§ **Instruções da tarefa**: Transcreva sem qualquer alteração as linhas da listagem, desde a que contém "In this exercise you will indicate the carved" até o final da listagem, incluindo ambas as extremidades.

┌────────

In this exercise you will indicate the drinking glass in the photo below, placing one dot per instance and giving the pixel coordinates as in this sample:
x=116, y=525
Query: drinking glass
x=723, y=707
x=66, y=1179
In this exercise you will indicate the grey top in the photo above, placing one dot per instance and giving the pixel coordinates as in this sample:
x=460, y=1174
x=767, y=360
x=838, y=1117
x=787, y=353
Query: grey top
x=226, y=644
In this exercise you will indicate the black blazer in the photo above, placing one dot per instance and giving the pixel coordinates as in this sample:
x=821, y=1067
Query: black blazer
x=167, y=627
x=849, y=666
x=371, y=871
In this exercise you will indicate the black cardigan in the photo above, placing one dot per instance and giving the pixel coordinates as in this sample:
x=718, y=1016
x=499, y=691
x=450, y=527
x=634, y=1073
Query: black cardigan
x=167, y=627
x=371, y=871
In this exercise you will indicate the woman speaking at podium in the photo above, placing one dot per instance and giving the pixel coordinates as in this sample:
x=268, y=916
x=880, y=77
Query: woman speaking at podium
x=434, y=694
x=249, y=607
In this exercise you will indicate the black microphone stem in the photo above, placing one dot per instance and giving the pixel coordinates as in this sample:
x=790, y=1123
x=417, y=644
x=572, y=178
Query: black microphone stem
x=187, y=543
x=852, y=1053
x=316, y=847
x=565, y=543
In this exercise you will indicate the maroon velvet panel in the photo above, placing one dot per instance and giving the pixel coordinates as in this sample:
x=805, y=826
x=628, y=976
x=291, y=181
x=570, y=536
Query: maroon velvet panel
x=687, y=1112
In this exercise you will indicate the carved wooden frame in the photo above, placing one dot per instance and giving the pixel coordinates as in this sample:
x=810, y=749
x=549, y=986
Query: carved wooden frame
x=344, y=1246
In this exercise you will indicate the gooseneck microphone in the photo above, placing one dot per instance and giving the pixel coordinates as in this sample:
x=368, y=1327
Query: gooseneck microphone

└────────

§ **Resposta escrita**:
In this exercise you will indicate the carved wooden frame in the photo above, placing one dot per instance and giving the pixel coordinates as in this sample:
x=810, y=749
x=549, y=986
Query: carved wooden frame
x=344, y=1246
In this exercise you will indicate the gooseneck microphone in the photo above, placing one dot per instance and giving the pixel coordinates as in this sample:
x=368, y=1327
Query: gooseneck microphone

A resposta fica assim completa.